▶ TEXTE FOURNI:

Le mouvement perpétuel de Lee Boma
Interview

Le mouvement perpétuel de Lee Boma

Si ce n’est pas la première sortie de Lee Boma, l’EP Moleelee a des airs de nouveau départ pour le rappeur genevois qui avant de se présenter musicalement a fait des siennes dans le football, puis dans la danse. Rencontre avec un hyperactif.

Photographies : Bagdad 794

Abcdr : Ton nom de scène Lee Boma vient-il du nom du peuple Boma, au Zaïre dont tu es originaire ?

Lee Boma : Non ça ne vient pas du peuple Boma. « Liboma », en un mot cela signifie la folie, ça veut dire « dingue » en lingala. Mais je suis bien originaire du Zaïre, et je suis né à en Suisse à Fribourg, en 1988.

A : Dans un premier temps de ta vie, tu as surtout évolué dans le football n’est-ce pas ?

L : Oui, j’ai commencé super tôt. Vers quatre ans je faisais déjà du foot, avant d’arrêter quelques années dans mon enfance. À l’âge de sept ou huit ans j’ai repris et j’avais vraiment un bon niveau, j’évoluais dans des bonnes équipes à Fribourg, ma première ville. En 2001, j’ai déménagé à Genève et j’ai directement été transféré au Servette FC, à un très bon niveau junior. De mes treize ans à mes vingt ans, je jouais à un niveau d’élite, toujours au Servette FC malgré beaucoup de tests à l’étranger : Bastia, Ajaccio, Auxerre…

A : Durant cette époque où tu es très investi dans le football, trouves-tu le temps de t’intéresser à la musique, d’en faire ?

▶ DONNÉES ENREGISTRÉES:

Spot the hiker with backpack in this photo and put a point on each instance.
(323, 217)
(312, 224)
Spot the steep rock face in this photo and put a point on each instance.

▶ CONSIGNES:
#1 Répondez à ces questions d'après l'entretien avec Lee Boma.
(a) Quel est le titre de l'EP de Lee Boma ?
(b) Que signifie « Liboma » en lingala ?
(c) En quelle année Lee Boma s'est-il installé à Genève ?
#2 Dans l'entretien avec Lee Boma, transformez en liste à puces le paragraphe commençant par « Oui, j'ai commencé super tôt » en conservant ses faits principaux.
#3 Recopiez tout ce qui va de « Lee Boma : Non » jusqu'à « Fribourg, en 1988. » dans l'entretien avec Lee Boma, en remplaçant « Zaïre » par « Congo ».
Seul l'entretien avec Lee Boma sert de source, sans tenir compte des données.

▶ CORRIGÉS COMPLETS:
#1
(a) Moleelee.
(b) La folie ; le mot veut dire « dingue ».
(c) En 2001.

#2
- Débute le football vers quatre ans, puis s'arrête quelques années pendant l'enfance.
- Reprend à sept ou huit ans avec un bon niveau, dans de bonnes équipes à Fribourg, sa première ville.
- Déménage à Genève en 2001 et rejoint directement le Servette FC, à un très bon niveau junior.
- Joue à un niveau d'élite de treize à vingt ans, toujours au Servette FC, malgré de nombreux tests à l'étranger (Bastia, Ajaccio, Auxerre).

#3
Lee Boma : Non ça ne vient pas du peuple Boma. « Liboma », en un mot cela signifie la folie, ça veut dire « dingue » en lingala. Mais je suis bien originaire du Congo, et je suis né à en Suisse à Fribourg, en 1988.